# EXERCISE PASSAGE
# # # #

“I can’t tell you how special it is to hold something we never thought we’d see again,” a reseacher says.
Photo: Morley Read/Michigan State University
Amphibians in tropical rainforests have been up against increasingly grave challenges, but now and then comes good news that gives us cause for optimism.
In one such development ecologists at Michigan State University in the United States and their colleagues in Ecuador report that 32 harlequin frog species continue to survive in the wild despite having previously been considered possibly extinct.
“I can’t tell you how special it is to hold something we never thought we’d see again,” says Kyle Jaynes, a doctoral student at the university’s Department of Integrative Biology and the Ecology, Evolution and Behavior Program who was key to the research.
His team has found that these critically endangered frogs have a better chance of making it in the wild than previously assumed, but conservation efforts to preserve their habitats’ rich biodiversity will need to be stepped up in order to ensure that they do indeed survive.
“We want people to walk away from this with a glimmer of hope that we can still address the problems of the biodiversity crisis,” says Jaynes, who was an author of a study on the rediscovery. “But rediscovery does not equal recovery,” the scientist cautions. “This story isn’t over for these frogs, and we’re not where we want to be in terms of conservation and protection. We still have a lot to learn and a lot to do.”
Harlequin frogs belong to a genus of small amphibians that come in a dazzling array of color combinations. They have fallen on hard times in recent decades with more than 80% of its species having been driven to extinction or near it.

# # # #

# DATASET EXTRACT
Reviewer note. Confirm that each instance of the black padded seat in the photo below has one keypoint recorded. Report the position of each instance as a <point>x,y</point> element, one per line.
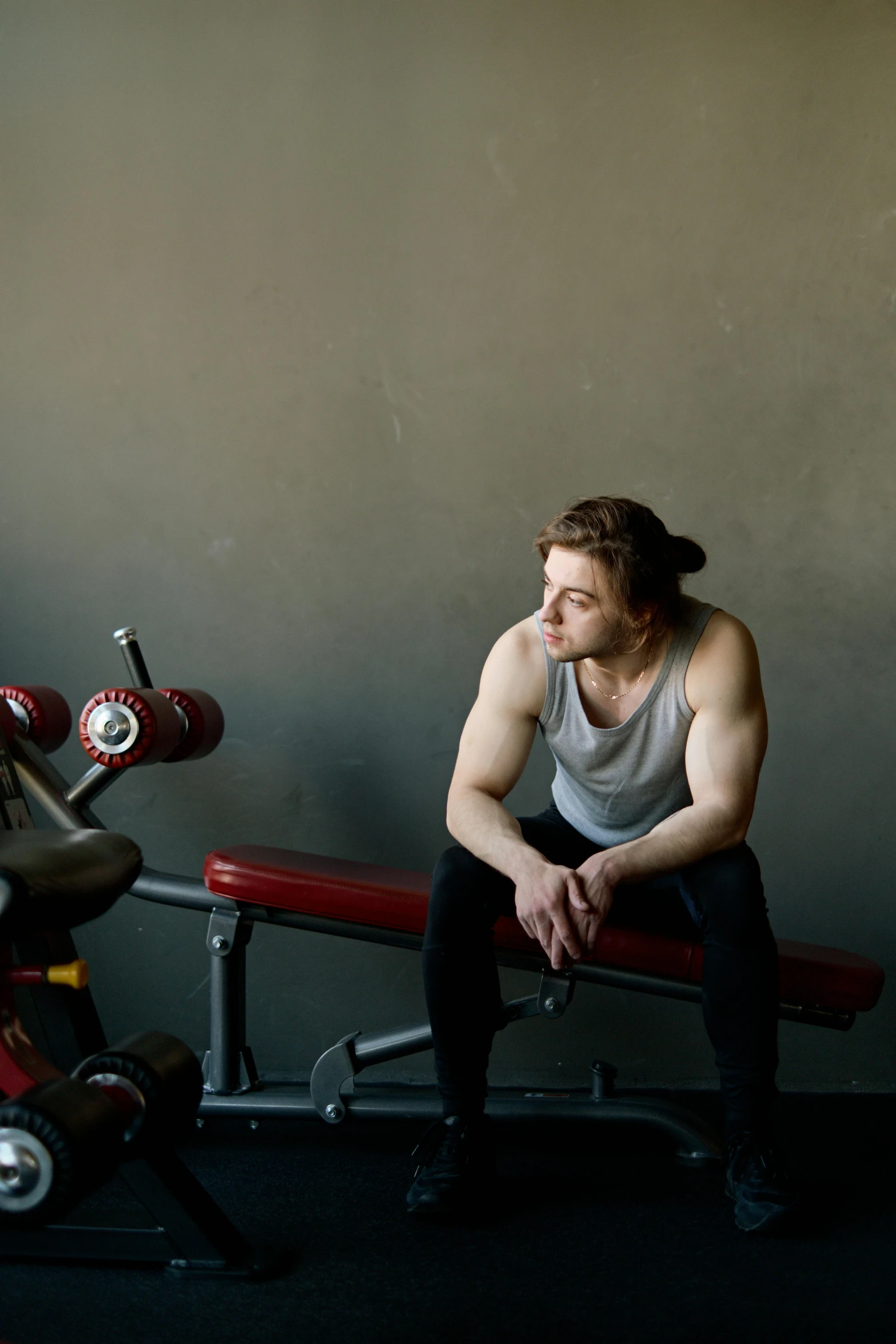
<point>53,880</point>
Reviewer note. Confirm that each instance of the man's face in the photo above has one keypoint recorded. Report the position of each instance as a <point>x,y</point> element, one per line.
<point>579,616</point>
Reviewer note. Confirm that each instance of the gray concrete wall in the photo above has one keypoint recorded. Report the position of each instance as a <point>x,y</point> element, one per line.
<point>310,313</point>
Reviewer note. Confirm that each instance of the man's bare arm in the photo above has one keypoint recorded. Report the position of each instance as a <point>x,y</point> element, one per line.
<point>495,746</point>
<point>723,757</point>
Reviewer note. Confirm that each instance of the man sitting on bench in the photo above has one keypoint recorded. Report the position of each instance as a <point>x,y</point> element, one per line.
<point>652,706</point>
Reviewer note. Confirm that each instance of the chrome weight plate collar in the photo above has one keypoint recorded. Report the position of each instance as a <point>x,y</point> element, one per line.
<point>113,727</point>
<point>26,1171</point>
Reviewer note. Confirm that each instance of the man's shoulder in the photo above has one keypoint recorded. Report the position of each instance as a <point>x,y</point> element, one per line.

# # # #

# ASSIGNMENT
Write out the entire harlequin frog article word for word. Work from the harlequin frog article only, not the records.

# REPLY TO THE TASK
“I can’t tell you how special it is to hold something we never thought we’d see again,” a reseacher says.
Photo: Morley Read/Michigan State University
Amphibians in tropical rainforests have been up against increasingly grave challenges, but now and then comes good news that gives us cause for optimism.
In one such development ecologists at Michigan State University in the United States and their colleagues in Ecuador report that 32 harlequin frog species continue to survive in the wild despite having previously been considered possibly extinct.
“I can’t tell you how special it is to hold something we never thought we’d see again,” says Kyle Jaynes, a doctoral student at the university’s Department of Integrative Biology and the Ecology, Evolution and Behavior Program who was key to the research.
His team has found that these critically endangered frogs have a better chance of making it in the wild than previously assumed, but conservation efforts to preserve their habitats’ rich biodiversity will need to be stepped up in order to ensure that they do indeed survive.
“We want people to walk away from this with a glimmer of hope that we can still address the problems of the biodiversity crisis,” says Jaynes, who was an author of a study on the rediscovery. “But rediscovery does not equal recovery,” the scientist cautions. “This story isn’t over for these frogs, and we’re not where we want to be in terms of conservation and protection. We still have a lot to learn and a lot to do.”
Harlequin frogs belong to a genus of small amphibians that come in a dazzling array of color combinations. They have fallen on hard times in recent decades with more than 80% of its species having been driven to extinction or near it.